Revise these lines so that every "Python list" becomes "Python array", keeping everything else the same. Omit the pictures from the result.

[Region labeling items]
****************

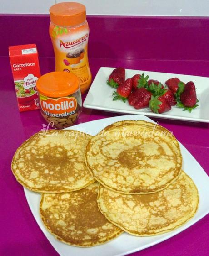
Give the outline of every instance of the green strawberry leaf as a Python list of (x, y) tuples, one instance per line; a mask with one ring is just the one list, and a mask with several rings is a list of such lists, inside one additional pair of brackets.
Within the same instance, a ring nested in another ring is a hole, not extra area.
[(143, 73), (140, 77), (140, 79), (138, 80), (137, 87), (138, 88), (148, 88), (149, 87), (148, 82), (148, 79), (149, 76), (145, 76), (144, 73)]
[(114, 96), (113, 99), (113, 100), (114, 101), (120, 100), (125, 103), (127, 100), (126, 98), (124, 98), (124, 97), (120, 96), (115, 91), (113, 92), (112, 95)]
[(118, 84), (113, 80), (113, 79), (110, 79), (110, 81), (108, 80), (106, 81), (107, 84), (109, 85), (111, 87), (113, 88), (117, 88), (119, 86)]
[(162, 86), (162, 84), (161, 83), (159, 83), (158, 84), (155, 84), (152, 82), (149, 86), (147, 88), (147, 90), (152, 93), (154, 97), (161, 96), (166, 91), (166, 89), (161, 88)]
[(154, 113), (157, 114), (158, 114), (158, 110), (160, 108), (159, 105), (162, 103), (162, 102), (158, 99), (158, 96), (155, 97), (152, 96), (149, 103), (149, 108)]

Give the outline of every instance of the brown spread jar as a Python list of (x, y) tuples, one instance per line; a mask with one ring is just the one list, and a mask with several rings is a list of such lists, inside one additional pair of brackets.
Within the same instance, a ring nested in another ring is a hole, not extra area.
[(36, 83), (41, 114), (50, 126), (61, 129), (76, 121), (82, 106), (79, 78), (72, 73), (54, 72)]

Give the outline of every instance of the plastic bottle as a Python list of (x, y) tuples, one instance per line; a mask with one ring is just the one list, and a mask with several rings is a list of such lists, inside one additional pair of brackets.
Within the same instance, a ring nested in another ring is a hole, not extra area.
[(76, 2), (60, 3), (52, 5), (50, 12), (49, 31), (55, 52), (55, 71), (70, 72), (78, 76), (83, 94), (91, 82), (85, 7)]

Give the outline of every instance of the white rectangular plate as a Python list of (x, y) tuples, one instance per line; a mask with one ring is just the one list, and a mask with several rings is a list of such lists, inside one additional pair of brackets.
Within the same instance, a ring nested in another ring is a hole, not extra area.
[[(95, 135), (107, 125), (122, 120), (144, 120), (154, 123), (143, 115), (129, 115), (92, 121), (72, 128), (73, 130)], [(24, 188), (34, 218), (52, 246), (61, 256), (120, 256), (140, 251), (168, 239), (187, 229), (209, 212), (209, 178), (192, 155), (180, 143), (180, 146), (184, 160), (183, 169), (194, 181), (199, 191), (200, 200), (199, 208), (195, 216), (174, 231), (147, 237), (134, 236), (124, 233), (116, 239), (99, 246), (86, 248), (70, 246), (55, 239), (44, 226), (39, 214), (40, 195)]]
[(171, 110), (163, 114), (153, 113), (148, 108), (136, 110), (130, 106), (128, 102), (121, 100), (113, 101), (112, 93), (116, 89), (107, 85), (106, 81), (114, 68), (101, 67), (100, 68), (84, 102), (85, 108), (101, 110), (107, 111), (126, 114), (144, 115), (161, 118), (177, 119), (185, 121), (209, 123), (209, 78), (126, 69), (126, 78), (130, 78), (136, 74), (148, 75), (149, 79), (157, 80), (163, 84), (169, 78), (178, 77), (181, 81), (187, 83), (192, 81), (194, 83), (199, 106), (189, 113), (183, 109), (172, 107)]

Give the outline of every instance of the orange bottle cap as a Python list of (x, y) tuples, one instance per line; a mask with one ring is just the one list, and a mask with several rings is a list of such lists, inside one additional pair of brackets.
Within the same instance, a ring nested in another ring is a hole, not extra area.
[(85, 7), (75, 2), (56, 4), (50, 8), (50, 13), (54, 24), (64, 26), (78, 25), (86, 19)]
[(64, 72), (47, 73), (39, 78), (36, 82), (38, 91), (48, 97), (58, 98), (70, 95), (80, 88), (78, 77)]

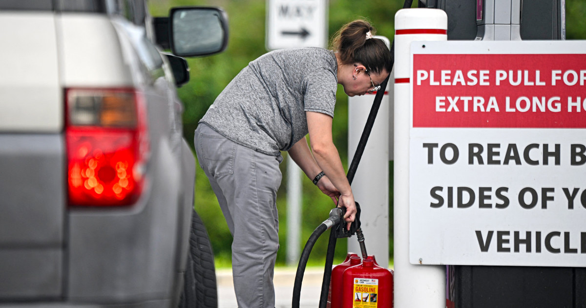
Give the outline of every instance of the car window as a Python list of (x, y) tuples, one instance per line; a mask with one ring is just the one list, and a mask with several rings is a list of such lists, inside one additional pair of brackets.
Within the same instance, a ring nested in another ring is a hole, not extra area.
[(53, 11), (53, 0), (3, 0), (0, 9)]
[(0, 9), (105, 13), (104, 0), (2, 0)]
[(106, 0), (108, 12), (138, 25), (144, 23), (146, 7), (142, 0)]

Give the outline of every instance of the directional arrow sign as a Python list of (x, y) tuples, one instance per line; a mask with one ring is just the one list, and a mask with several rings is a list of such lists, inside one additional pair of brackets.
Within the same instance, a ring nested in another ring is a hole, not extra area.
[(305, 28), (302, 28), (299, 31), (282, 31), (281, 32), (283, 35), (297, 35), (303, 39), (304, 40), (310, 33)]
[(267, 49), (325, 47), (326, 0), (267, 0)]

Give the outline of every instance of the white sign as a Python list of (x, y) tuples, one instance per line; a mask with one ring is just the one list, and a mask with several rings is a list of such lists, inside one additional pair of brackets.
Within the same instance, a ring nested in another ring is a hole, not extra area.
[(412, 43), (410, 263), (586, 266), (584, 50)]
[(326, 47), (326, 0), (267, 0), (267, 49)]

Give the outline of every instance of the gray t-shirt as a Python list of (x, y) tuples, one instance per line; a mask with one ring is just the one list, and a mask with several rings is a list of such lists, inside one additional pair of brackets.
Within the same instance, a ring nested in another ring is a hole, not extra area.
[(333, 52), (281, 49), (250, 62), (226, 87), (200, 123), (269, 155), (308, 133), (305, 111), (333, 117), (338, 65)]

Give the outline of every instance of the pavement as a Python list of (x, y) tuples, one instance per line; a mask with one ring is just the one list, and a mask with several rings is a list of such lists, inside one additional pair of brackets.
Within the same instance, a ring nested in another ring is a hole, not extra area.
[[(293, 298), (293, 285), (297, 268), (276, 268), (273, 278), (275, 285), (275, 307), (290, 308)], [(218, 308), (236, 308), (236, 296), (234, 293), (232, 270), (217, 269)], [(323, 268), (308, 268), (303, 275), (299, 308), (316, 308), (319, 306)]]

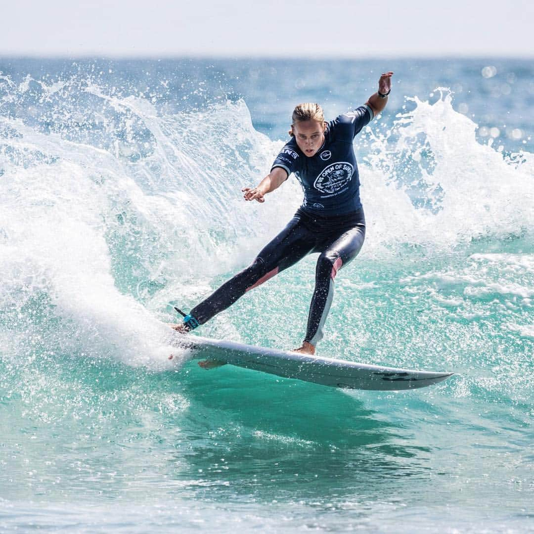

****************

**Solved problem**
Give the outline of every instance of the green strawberry leaf as a Python array of (x, y) tuples, one instance per line; a mask with one ring is just the one list, and a mask with several rings is a list of such lists, inside one additional pair of brackets.
Within the same instance, a ring nested in another ring is a hole, not extra area.
[(143, 73), (140, 77), (140, 79), (138, 80), (137, 87), (138, 88), (148, 88), (149, 87), (148, 82), (148, 79), (149, 76), (145, 76), (144, 73)]
[(114, 96), (113, 99), (113, 100), (114, 101), (120, 100), (125, 103), (127, 100), (126, 98), (124, 98), (124, 97), (120, 96), (115, 91), (113, 92), (112, 95)]
[(118, 84), (113, 80), (113, 79), (110, 79), (110, 81), (108, 80), (106, 81), (107, 84), (109, 85), (111, 87), (113, 88), (117, 88), (119, 86)]
[(162, 86), (162, 84), (161, 83), (159, 83), (158, 84), (155, 84), (152, 82), (149, 86), (147, 88), (147, 90), (152, 93), (154, 97), (161, 96), (166, 91), (166, 89), (161, 88)]
[(154, 113), (157, 114), (158, 114), (158, 110), (160, 108), (159, 105), (162, 103), (162, 102), (158, 99), (158, 96), (155, 97), (152, 96), (149, 103), (149, 108)]

Give the outline of every instance of the brown spread jar as a Python array of (x, y) tuples, one instance per line; a mask with one ring is just the one list, and a mask with several rings is a list of such lists, inside one additional pair of brackets.
Within the same instance, a ring nested in another ring is a hole, not extra area.
[(36, 83), (41, 114), (50, 126), (61, 129), (76, 121), (82, 106), (79, 78), (72, 73), (54, 72)]

Give the outline of every instance of the plastic bottle as a Python array of (x, y) tuples, one instance per line; a mask with one ring is just the one list, and a mask with several rings is a list of such lists, inside one additional pair of brackets.
Within the same instance, a ring nested in another ring is a hole, not extra area.
[(76, 2), (60, 3), (52, 5), (50, 12), (49, 31), (55, 52), (55, 71), (70, 72), (78, 76), (83, 94), (91, 82), (85, 7)]

Give the outline of every instance of the white rectangular plate as a Python array of (x, y) tuples, one instance per line; a mask with one ring is just the one list, and a mask with several rings is a list of such lists, inside one additional pair of brackets.
Within the same instance, a ring nested in another ring is a hole, not extra area.
[[(95, 135), (107, 125), (122, 120), (144, 120), (154, 123), (143, 115), (129, 115), (92, 121), (72, 128), (73, 130)], [(24, 188), (34, 218), (52, 246), (61, 256), (120, 256), (140, 251), (168, 239), (187, 229), (209, 212), (209, 178), (192, 155), (180, 143), (180, 146), (184, 160), (183, 169), (194, 181), (199, 191), (200, 200), (199, 208), (195, 216), (174, 231), (147, 237), (134, 236), (124, 233), (116, 239), (99, 246), (86, 248), (70, 246), (55, 239), (44, 226), (39, 214), (40, 195)]]
[(171, 110), (163, 114), (153, 113), (148, 108), (136, 110), (130, 106), (128, 102), (121, 100), (113, 101), (112, 93), (116, 89), (107, 85), (106, 81), (114, 68), (101, 67), (100, 68), (84, 102), (85, 108), (101, 110), (107, 111), (126, 114), (144, 115), (161, 118), (177, 119), (185, 121), (209, 123), (209, 78), (126, 69), (126, 78), (130, 78), (136, 74), (148, 75), (149, 79), (157, 80), (163, 84), (169, 78), (178, 77), (181, 81), (187, 83), (192, 81), (194, 83), (199, 106), (189, 113), (183, 109), (172, 107)]

Give the outline of every instance of the orange bottle cap as a Python array of (x, y) tuples, one instance per line; a mask with one ring is just the one list, and a mask with several rings is a list of such lists, inside one additional pair of brackets.
Within the same instance, a ring nested in another ring is a hole, not extra area.
[(85, 7), (75, 2), (56, 4), (50, 8), (50, 13), (54, 24), (64, 26), (78, 25), (86, 19)]
[(64, 72), (47, 73), (39, 78), (36, 82), (38, 91), (48, 97), (58, 98), (70, 95), (80, 88), (78, 77)]

Give the outline of every instance of the car window as a Python array of (x, y) tuples, one instance per line; a mask with one ring is just the one list, and a mask with several rings is a list of such lists, inside one additional pair of brackets.
Within the same instance, a ring nested in another ring is a hole, not extra area.
[(53, 11), (53, 0), (3, 0), (0, 9)]
[(0, 9), (105, 13), (104, 0), (2, 0)]
[(106, 0), (108, 12), (138, 25), (144, 23), (146, 7), (142, 0)]

Give the outline of every instance of the directional arrow sign as a Python array of (x, y) tuples, one instance per line; a mask with one ring is just the one list, and a mask with several rings is a list of such lists, inside one additional pair of brackets.
Within the same instance, a ring nested in another ring is a hole, not extra area.
[(305, 28), (302, 28), (299, 31), (282, 31), (281, 32), (283, 35), (297, 35), (303, 39), (304, 40), (310, 33)]
[(267, 49), (325, 47), (326, 0), (267, 0)]

Give the outline of every instance of the white sign as a Python array of (x, y) tuples, one instance per line; a mask with one ring is just the one list, and a mask with several rings is a list of such lists, inside one additional pair of brackets.
Within the same instance, a ring nested in another ring is a hole, not extra area.
[(412, 43), (410, 263), (586, 266), (584, 50)]
[(326, 47), (326, 0), (267, 0), (267, 49)]

Give the outline of every instance of the gray t-shirt as a Python array of (x, y) tuples, one instance per line; a mask with one ring is just the one list, and a mask with several rings is a list of such lists, inside one additional pair of brackets.
Within the same instance, a ring nested in another ring is a hole, not extra area.
[(333, 52), (281, 49), (250, 62), (226, 87), (200, 123), (269, 155), (308, 133), (305, 111), (333, 117), (338, 65)]

Give the outline of every instance of the pavement as a Python array of (x, y) tuples, one instance per line; a mask with one ring is just the one list, and a mask with several rings is a list of such lists, inside one additional pair of brackets.
Within the same instance, a ring nested in another ring is a hole, not extra area.
[[(293, 298), (293, 285), (297, 268), (276, 268), (273, 278), (275, 285), (275, 307), (290, 308)], [(218, 308), (236, 308), (236, 296), (234, 293), (232, 270), (217, 269)], [(323, 268), (308, 268), (303, 275), (299, 308), (316, 308), (319, 306)]]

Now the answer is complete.